Rows –
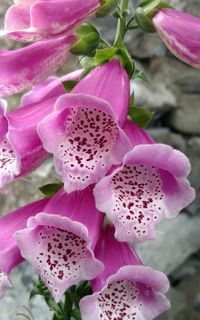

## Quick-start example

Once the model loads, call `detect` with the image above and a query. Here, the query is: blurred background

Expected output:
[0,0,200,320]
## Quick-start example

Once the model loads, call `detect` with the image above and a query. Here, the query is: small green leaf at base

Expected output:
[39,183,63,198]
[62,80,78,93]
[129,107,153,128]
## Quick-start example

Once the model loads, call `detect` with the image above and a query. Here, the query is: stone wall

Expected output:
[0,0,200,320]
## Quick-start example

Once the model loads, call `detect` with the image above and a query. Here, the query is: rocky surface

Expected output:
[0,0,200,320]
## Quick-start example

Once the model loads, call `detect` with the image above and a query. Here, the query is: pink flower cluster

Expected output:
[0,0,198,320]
* * *
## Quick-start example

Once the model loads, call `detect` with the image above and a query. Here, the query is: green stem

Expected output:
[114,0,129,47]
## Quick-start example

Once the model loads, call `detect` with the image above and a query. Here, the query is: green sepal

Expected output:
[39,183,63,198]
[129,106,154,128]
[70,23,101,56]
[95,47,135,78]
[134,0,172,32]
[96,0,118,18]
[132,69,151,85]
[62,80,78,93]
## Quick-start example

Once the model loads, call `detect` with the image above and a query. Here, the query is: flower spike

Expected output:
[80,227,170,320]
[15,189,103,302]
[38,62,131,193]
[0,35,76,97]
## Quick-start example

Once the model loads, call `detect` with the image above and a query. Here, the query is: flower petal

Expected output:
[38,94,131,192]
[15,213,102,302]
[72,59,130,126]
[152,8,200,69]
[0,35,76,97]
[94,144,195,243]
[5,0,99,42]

To do – Pull out every line of the data above that contains the word "green", and copy each one unchanged.

Exercise response –
Once the model loads, call `detect` with the image above and a query. Here, the query is: small green leaf at base
Once the model loads, call `detect` with the image above and a query. Here, the query is: green stem
Once the model loads, call `detect` with the image above and a query. Here, the query is: green sepal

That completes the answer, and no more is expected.